- **REQUEST 1**: Quote the listing word for word, from the line that contains "shaped like (260,47)." through the end of the listing, with both ends included.
•••••
Christopher Columbus is a household name to Americans, but his son deserves a place in history too.
Hernando Colón, illegitimate son of Columbus, was an explorer of a different kind. He sought to find and collect every book in the world, thus building a universal library and making knowledge available to everyone. Hernando accompanied his father on some voyages including his last disastrous trans-Atlantic voyage, but did not share his desire to circumnavigate the world. Instead he explored the world by traveling extensively in an attempt to collect all the written knowledge in it. Funded by his father’s New World wealth, he set out to accomplish this massive task. Though he never managed to completely reach this goal, partly because of the proliferation of inexpensive printing brought about by the printing press, he made a valiant effort.
Eventually, he acquired over 15,000 volumes and all manner of other printed material, including pictures, pamphlets, maps, music, early newspapers, from the important to the trivial, in many languages and all subjects. Even more remarkably, he hired hundreds of people to read every book in his library and distill it to a brief summary. This became the Libro de los Epítomes or Book of the Epitomes, and provided a way to make his immense library usable. As if the collecting and summarizing of all these books was not astonishing enough, Hernando also developed a complicated system of organizing his books into several sets of encyclopedias and inventories, even developing a card catalog of sorts. In effect, he had created the first search engine.
Sadly, more than 75% of his collection is lost. In fact, we know of the Book of Epitomies only because it was mentioned in an account by Colón’s last librarian. Then it disappeared after Hernando’s death in 1539 and was not heard of again for nearly 500 years, until April of this year, when it suddenly turned up in a library in Copenhagen. So how did it get lost and how was it found? The story of where it has been all this time is a little vague, but at some point it became part of the Arnamagnæan Collection, housed at the University of Copenhagen. This collection contains very few books that are not Icelandic manuscripts so Colón’s book was not of much interest to the Icelandic people. There it sat, hidden in plain sight, essentially misshelved all these years.
•••••
- **REQUEST 2**: According to the passage about Hernando Colón, which kinds of printed material did he acquire in addition to his volumes?

- **SUPPLIED INFORMATION**:
•••••
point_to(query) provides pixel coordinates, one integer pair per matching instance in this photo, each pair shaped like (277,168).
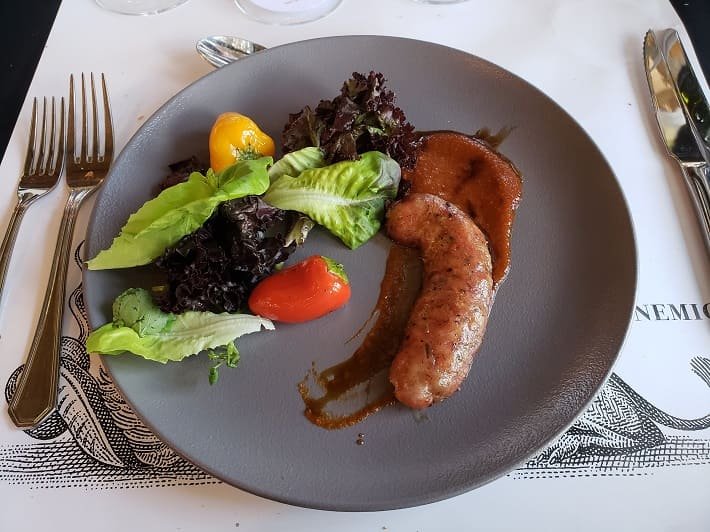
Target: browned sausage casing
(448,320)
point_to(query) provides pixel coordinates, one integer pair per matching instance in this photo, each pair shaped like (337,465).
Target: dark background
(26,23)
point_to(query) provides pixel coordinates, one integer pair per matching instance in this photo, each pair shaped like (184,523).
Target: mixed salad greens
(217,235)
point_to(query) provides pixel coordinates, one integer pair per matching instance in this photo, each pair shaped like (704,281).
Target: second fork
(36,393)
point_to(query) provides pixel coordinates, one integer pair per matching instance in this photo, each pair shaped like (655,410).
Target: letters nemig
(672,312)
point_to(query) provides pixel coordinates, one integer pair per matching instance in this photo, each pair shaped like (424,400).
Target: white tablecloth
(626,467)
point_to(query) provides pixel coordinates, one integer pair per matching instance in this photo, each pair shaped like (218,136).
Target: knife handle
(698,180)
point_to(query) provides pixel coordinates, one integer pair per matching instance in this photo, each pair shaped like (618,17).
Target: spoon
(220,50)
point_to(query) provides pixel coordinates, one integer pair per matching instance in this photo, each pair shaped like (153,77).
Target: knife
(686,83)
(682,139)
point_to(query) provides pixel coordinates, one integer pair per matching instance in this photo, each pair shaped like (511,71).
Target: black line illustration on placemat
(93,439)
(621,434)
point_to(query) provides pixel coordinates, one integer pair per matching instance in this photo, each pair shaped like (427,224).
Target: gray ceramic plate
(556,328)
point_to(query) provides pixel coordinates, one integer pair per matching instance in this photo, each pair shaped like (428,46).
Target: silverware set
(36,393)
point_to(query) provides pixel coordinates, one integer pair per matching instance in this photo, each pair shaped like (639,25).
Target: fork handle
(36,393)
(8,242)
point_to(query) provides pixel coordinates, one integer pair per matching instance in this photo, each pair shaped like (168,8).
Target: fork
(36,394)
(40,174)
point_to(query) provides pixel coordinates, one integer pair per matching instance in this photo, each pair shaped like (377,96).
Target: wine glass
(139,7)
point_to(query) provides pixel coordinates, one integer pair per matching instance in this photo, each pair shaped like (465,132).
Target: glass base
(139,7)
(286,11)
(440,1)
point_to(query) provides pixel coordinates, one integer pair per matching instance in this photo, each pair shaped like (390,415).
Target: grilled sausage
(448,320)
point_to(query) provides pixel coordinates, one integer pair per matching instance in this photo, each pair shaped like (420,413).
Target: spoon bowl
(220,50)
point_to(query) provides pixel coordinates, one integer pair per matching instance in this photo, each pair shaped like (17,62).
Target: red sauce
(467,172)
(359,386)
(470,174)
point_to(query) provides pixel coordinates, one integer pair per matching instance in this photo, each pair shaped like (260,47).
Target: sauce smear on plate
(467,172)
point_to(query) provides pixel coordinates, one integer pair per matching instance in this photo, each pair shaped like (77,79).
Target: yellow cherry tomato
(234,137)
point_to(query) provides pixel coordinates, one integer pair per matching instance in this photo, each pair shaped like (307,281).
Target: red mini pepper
•••••
- **FINAL ANSWER 1**:
point_to(query) provides pixel coordinates, one integer pair per matching instance in this photo, each pair shaped like (260,47).
Target: sauce smear on plate
(467,172)
point_to(query) provides pixel coordinates, one integer pair per matching instance in this photo, each pair shaped like (77,79).
Target: yellow cherry tomato
(234,137)
point_to(query) provides pixel coordinates, one integer pair per matching instance in this photo, each pair shaped like (307,281).
Target: red mini pepper

- **FINAL ANSWER 2**: pictures, pamphlets, maps, music, early newspapers